Dataset rows

--- Begin ---

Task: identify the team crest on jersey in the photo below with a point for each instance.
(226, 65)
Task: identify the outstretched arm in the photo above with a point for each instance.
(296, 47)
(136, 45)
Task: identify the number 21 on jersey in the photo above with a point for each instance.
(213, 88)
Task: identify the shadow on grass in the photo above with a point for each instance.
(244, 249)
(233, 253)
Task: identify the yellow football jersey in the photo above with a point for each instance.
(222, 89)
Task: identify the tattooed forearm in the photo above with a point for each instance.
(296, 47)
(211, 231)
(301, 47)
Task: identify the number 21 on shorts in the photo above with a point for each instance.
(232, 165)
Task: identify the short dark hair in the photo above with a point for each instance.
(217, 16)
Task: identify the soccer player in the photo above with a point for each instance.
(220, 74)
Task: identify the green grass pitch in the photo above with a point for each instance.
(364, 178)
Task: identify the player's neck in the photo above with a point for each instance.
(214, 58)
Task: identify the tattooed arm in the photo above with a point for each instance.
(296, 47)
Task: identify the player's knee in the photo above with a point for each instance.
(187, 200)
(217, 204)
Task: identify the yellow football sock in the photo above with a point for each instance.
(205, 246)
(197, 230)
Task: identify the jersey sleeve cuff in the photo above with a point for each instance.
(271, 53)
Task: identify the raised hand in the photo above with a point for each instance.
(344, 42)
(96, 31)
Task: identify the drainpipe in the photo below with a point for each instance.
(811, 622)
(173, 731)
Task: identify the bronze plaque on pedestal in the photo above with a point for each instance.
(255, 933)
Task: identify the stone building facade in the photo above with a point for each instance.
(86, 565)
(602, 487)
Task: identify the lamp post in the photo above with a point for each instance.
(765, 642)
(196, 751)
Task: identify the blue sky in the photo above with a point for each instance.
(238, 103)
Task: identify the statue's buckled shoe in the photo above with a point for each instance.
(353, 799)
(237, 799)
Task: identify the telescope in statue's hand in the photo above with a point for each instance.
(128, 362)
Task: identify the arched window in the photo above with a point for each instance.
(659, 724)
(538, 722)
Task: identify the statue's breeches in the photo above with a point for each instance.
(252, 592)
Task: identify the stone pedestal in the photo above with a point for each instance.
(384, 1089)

--- End ---

* _What this task involves_
Reproduce, word for word, every line starting at the line that contains "Task: identify the player's knee" and ending with the final line of the entries.

* _Final result_
Task: identify the player's knee in the photo above with a point for each instance.
(187, 200)
(217, 204)
Task: identify the yellow football sock in the photo above with a point for each instance.
(205, 246)
(197, 230)
Task: identify the jersey sleeve cuff in the photo above with a point for each instance.
(271, 53)
Task: identify the raised hand in the photo above with a point for each instance.
(344, 42)
(96, 31)
Task: identify the drainpipe in the photo below with a point for each instance.
(811, 622)
(173, 731)
Task: identify the bronze plaque on pedestal in the photo above with a point for each instance.
(255, 933)
Task: identify the stone building facade in the photo above with a point for each instance.
(86, 565)
(602, 487)
Task: identify the lamp post in the photo above with a point for each instance.
(765, 642)
(196, 751)
Task: identify the blue sky in the photo above with a point for each instance.
(238, 103)
Task: identify the statue's buckled shoe in the photo above with a point for each instance.
(353, 799)
(237, 799)
Task: identify the telescope in statue's hand in the photo above with a point for each instance.
(128, 362)
Task: identify the arched window in the photo above with a point for each instance.
(659, 724)
(538, 722)
Task: identify the statue's breeches in the photo above with a point for each instance.
(252, 592)
Task: identify the stone pedestal in the photo above with a point for each instance.
(384, 1089)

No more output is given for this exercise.